Do this.
Copy out the data below, substituting "mark a point" for every occurrence of "drop a point" and keeping everything else the same.

Task material.
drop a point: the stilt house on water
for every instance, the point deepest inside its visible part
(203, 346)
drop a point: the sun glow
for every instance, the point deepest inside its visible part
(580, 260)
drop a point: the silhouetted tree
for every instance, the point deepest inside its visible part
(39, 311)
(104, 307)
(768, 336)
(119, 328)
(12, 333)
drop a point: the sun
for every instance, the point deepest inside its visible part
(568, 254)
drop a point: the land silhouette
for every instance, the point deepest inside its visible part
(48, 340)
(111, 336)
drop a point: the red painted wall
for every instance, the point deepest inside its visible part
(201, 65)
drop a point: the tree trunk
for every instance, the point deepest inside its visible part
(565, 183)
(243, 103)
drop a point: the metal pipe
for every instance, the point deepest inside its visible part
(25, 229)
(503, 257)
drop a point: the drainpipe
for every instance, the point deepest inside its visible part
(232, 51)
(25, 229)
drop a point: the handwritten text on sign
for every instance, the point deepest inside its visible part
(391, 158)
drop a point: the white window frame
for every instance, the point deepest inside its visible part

Solution to the exercise.
mark a point: the stilt house on water
for every instance, the point deepest inside its visible part
(203, 346)
mark a point: the sun glow
for every instance, the point deepest inside its visible part
(580, 260)
mark a point: the silhouetted tree
for every instance, the point deepest inside its visible part
(39, 311)
(104, 307)
(768, 336)
(119, 328)
(12, 333)
mark a point: the sun
for every instance, the point deepest inside its visible part
(568, 254)
mark a point: the land silhouette
for every instance, the point deepest inside its visible part
(48, 340)
(111, 336)
mark a point: the red painted wall
for every instance, the point deepest inside its visible part
(201, 65)
mark a point: the tree trunk
for every instance, the point deepest inside its visible part
(565, 183)
(243, 103)
mark a point: the metal pipe
for every instance, the point deepest inside its visible part
(25, 229)
(503, 257)
mark a point: the drainpipe
for every instance, the point deepest inside its visible part
(232, 51)
(25, 229)
mark a point: the handwritten text on sign
for every instance, the point deepest inside its visible part
(391, 158)
mark a point: the white window frame
for every instance, the point deepest inside its visible part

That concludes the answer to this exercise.